◆ YOUR TASKS
**A.** Please list every person named by both first and last name in the paragraphs of the overshoot article.
**B.** Pick up the overshoot article after its final line and write its next part.

◆ SOURCE
◆ ◆ ◆ ◆ ◆

Overshoot, Natural Resources & Economic Growth -- Who Wins?

Albert_Bierstadt,_Among_the_Sierra_Nevada_Mountains.jpg

The World In Overshoot

What should we do when the world is in overshoot? An article in the latest issue of the New York Review of Books looks at depletion of natural resources in a world of ever increasing demand.

John Terborgh reviews "Paradise Found: Nature in America at the Time of Discovery", by Steve Nicholls. Nicholls is an entomologist and wildlife film producer who became alarmed at the progressive devastation of nature he saw in his perennial travels across America. Says Terborgh, "The World Is in Overshoot" communicates its message

"...on two levels, emotional and philosophical. The emotion is a restrained outrage at the wanton and often savage slaughter of wildlife -- cod, salmon, seabirds, curlew, beaver, bison, passenger pigeons, sea turtles, oysters, seals, walrus, and on and on. One feels it viscerally. And that drives home the philosophical point that all the excess and destruction were ensured by the cast of mind of the European colonists, the conviction that God created the wealth of nature expressly for man's benefit."

The current plight of Grand Banks cod fisheries illustrates the problem that many species face. John Calbot discovered the Grand Banks in 1497. Today the adult cod population of the Grand Banks is 3% of what it was then, an outcome that Thomas Huxley certainly didn't predict. In 1883 Huxley wrote about the fish he called "Darwin's bulldog":

"I still believe the cod fishery...and probably all the great fisheries are inexhaustible; that is to say nothing we do seriously affects the number of fish"

◆ ◆ ◆ ◆ ◆

◆ PROVIDED RECORDS
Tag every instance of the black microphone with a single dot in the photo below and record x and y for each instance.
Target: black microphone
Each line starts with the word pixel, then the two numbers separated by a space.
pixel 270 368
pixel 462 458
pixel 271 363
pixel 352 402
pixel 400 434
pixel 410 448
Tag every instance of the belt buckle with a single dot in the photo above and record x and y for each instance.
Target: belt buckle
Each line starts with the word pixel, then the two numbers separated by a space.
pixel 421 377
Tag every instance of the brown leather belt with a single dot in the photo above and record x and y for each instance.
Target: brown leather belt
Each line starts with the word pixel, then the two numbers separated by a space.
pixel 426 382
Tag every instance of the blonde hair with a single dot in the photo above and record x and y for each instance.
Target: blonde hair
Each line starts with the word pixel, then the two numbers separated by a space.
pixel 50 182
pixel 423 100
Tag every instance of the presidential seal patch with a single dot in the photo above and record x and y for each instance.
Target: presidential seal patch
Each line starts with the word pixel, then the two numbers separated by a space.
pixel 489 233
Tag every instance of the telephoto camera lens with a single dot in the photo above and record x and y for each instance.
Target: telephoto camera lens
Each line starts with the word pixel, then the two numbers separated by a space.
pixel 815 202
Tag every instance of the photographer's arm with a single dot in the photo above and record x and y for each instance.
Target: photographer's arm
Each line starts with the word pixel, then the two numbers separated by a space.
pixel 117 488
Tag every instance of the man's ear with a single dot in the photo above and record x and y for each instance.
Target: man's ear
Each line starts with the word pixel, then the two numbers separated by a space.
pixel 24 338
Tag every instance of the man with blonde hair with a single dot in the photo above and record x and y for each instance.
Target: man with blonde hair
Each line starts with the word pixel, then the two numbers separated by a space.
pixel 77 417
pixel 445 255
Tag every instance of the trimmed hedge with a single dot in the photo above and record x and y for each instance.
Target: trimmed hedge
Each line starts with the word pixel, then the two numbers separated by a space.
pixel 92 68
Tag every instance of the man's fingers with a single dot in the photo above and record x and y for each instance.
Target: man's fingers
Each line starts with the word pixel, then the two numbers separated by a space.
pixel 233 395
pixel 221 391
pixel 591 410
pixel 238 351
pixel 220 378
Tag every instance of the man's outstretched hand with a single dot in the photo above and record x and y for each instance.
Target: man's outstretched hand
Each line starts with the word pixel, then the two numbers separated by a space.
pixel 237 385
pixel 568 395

◆ ◆ ◆ ◆ ◆

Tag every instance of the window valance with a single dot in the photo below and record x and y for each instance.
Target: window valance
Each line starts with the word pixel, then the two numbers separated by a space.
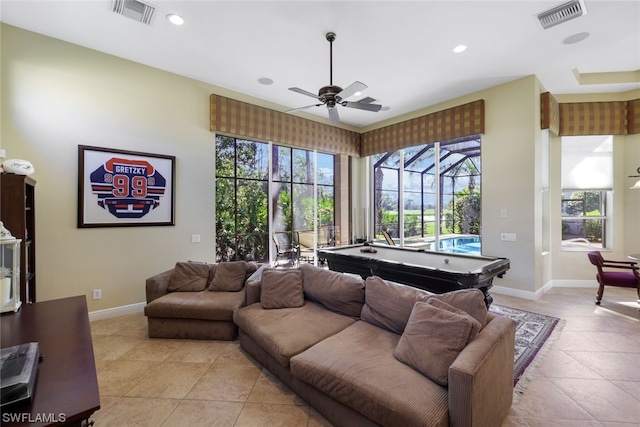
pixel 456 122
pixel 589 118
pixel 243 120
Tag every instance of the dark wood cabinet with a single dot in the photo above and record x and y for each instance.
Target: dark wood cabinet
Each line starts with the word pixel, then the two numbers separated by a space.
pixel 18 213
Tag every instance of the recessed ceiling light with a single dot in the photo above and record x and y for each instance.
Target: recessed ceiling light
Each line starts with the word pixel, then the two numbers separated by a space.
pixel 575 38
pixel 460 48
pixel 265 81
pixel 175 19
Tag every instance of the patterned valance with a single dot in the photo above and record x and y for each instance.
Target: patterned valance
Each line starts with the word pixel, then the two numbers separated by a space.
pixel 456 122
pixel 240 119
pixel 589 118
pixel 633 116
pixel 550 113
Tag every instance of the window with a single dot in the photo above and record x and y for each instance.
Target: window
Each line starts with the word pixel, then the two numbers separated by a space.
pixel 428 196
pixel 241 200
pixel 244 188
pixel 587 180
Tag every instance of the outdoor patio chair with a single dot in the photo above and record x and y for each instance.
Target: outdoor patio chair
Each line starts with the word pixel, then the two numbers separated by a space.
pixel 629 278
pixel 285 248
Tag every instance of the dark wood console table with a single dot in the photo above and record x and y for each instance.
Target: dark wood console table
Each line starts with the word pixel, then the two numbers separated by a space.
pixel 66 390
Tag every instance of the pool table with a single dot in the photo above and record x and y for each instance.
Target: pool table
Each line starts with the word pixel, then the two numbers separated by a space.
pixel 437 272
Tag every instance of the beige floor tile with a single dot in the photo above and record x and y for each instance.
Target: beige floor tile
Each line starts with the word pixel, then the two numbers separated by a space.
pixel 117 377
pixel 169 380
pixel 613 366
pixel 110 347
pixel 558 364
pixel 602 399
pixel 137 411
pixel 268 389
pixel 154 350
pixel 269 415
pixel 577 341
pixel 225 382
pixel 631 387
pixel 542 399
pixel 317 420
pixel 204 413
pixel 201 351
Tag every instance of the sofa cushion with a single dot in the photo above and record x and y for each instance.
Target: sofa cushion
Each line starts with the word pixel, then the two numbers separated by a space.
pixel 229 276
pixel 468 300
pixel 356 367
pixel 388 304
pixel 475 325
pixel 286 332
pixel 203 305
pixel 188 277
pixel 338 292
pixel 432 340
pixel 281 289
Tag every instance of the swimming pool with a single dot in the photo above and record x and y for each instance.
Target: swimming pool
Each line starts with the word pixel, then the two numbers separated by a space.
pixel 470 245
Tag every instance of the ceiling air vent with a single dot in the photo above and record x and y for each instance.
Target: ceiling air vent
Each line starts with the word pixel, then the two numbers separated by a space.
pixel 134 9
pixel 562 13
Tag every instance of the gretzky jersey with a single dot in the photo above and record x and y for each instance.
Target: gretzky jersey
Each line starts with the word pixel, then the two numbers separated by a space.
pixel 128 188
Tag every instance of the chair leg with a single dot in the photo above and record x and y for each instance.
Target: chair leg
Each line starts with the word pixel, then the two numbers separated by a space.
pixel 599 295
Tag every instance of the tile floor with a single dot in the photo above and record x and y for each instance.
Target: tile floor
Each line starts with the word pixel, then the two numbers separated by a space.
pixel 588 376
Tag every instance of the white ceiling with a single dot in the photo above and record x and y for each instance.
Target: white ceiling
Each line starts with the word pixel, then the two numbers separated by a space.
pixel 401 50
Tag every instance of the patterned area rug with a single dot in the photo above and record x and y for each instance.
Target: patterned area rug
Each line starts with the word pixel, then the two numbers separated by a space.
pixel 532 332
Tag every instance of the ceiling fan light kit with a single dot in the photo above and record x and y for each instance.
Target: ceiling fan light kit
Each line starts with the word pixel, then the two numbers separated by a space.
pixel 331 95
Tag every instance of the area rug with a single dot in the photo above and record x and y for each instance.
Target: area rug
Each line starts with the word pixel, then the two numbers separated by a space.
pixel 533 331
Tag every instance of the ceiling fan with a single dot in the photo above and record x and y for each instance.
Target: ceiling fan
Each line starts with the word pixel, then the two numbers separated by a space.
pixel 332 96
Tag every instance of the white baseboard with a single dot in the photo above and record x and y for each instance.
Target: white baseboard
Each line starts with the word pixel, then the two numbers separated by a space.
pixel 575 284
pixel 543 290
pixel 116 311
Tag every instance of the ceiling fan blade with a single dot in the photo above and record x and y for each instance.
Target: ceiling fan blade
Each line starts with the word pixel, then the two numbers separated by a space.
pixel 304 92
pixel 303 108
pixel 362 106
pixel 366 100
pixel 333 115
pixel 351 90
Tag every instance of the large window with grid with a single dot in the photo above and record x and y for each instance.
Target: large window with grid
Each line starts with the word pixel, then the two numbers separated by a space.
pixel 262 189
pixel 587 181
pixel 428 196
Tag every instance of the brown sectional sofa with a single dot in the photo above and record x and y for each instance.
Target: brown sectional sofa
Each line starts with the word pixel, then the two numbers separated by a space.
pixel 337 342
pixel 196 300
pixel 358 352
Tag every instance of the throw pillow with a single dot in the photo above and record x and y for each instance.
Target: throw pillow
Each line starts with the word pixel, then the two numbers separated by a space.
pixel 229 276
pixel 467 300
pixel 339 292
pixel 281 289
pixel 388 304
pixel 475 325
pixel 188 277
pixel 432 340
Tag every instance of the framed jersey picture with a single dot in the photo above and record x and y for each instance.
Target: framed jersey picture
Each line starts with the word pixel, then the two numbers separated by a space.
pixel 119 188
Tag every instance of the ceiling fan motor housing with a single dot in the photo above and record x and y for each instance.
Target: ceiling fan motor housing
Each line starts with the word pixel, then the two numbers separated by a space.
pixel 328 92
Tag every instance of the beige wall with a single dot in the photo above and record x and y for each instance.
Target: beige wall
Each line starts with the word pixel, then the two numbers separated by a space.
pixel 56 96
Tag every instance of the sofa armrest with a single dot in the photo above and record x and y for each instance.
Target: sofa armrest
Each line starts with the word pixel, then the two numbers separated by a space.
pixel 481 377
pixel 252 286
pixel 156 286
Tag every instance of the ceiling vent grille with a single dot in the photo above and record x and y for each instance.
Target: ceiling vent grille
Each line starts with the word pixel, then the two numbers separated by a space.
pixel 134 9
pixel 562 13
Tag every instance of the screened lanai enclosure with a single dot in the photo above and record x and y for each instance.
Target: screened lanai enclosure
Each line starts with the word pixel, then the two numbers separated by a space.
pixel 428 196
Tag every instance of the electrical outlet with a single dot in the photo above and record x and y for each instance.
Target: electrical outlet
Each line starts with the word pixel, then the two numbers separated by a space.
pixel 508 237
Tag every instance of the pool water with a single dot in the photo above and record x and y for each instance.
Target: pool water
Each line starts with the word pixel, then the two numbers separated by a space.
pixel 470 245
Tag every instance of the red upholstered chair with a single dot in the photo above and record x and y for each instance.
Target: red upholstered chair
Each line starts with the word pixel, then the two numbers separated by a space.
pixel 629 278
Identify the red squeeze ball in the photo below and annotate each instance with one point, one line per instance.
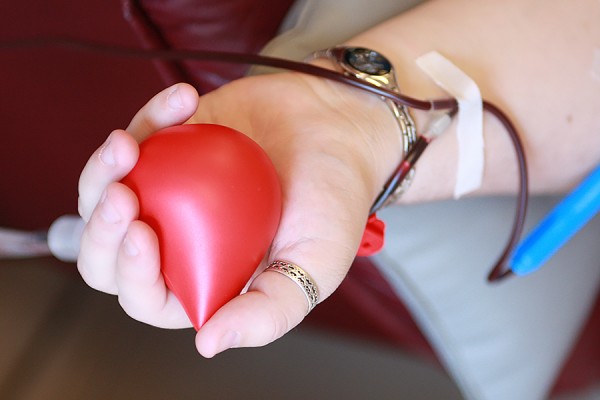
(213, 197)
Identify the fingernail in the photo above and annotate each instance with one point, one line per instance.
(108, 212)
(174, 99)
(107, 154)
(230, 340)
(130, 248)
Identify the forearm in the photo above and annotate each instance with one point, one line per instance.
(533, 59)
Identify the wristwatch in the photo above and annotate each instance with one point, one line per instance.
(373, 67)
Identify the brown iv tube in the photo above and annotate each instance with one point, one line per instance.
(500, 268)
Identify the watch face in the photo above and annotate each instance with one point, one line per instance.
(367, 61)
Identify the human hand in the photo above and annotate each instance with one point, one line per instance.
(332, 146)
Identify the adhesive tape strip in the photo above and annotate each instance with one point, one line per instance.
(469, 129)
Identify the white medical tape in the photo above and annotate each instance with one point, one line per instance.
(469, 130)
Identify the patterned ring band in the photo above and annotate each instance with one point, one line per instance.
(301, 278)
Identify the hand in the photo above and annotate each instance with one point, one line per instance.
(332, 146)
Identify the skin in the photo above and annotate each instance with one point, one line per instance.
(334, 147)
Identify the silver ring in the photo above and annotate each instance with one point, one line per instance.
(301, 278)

◆ ◆ ◆ ◆ ◆

◆ RESPONSES TO THE EXERCISE
**A.** John Terborgh, Steve Nicholls, John Calbot, Thomas Huxley

**B.**
We've held this perception of nature for hundreds of years, it's almost part of being human, harvesting the endless bounty of nature. Garrett Hardin popularized the "Tragedy of the Commons" concept in 1968, but the Grand Banks pillage had started long before that and would not be stopped by increased awareness of scarcity. For over five hundred years the Grand Banks were fished by Europeans and Americans. Technology improved over the centuries and catches increased with each improvement, hand lines to long lines to gill nets to larger nets; wind to steam to factory ships; the "inexhaustible" bounty grew more precarious. At one point the Canadian government imposed a moratorium on cod at tremendous cost to the fishing economy, but for many reasons, now, 17 years after the moratorium the codfish has yet to recover.

The NY Review of Books author talks about the alterations in Grand Bank's species like snow crabs, shrimp, lobster, skate and dogfish, which make up the damaged ecosystem that can't support cod populations. Another damaged ecosystem is the "political tragedy of the 'commons'", says Terborgh. The fisherman naturally maximize their gains, but the politicians contribute to the tragedy by failing to pass effective regulations:

"The reluctance of official bodies to protect natural resources manifests a failure of political systems, particularly of modern democracy."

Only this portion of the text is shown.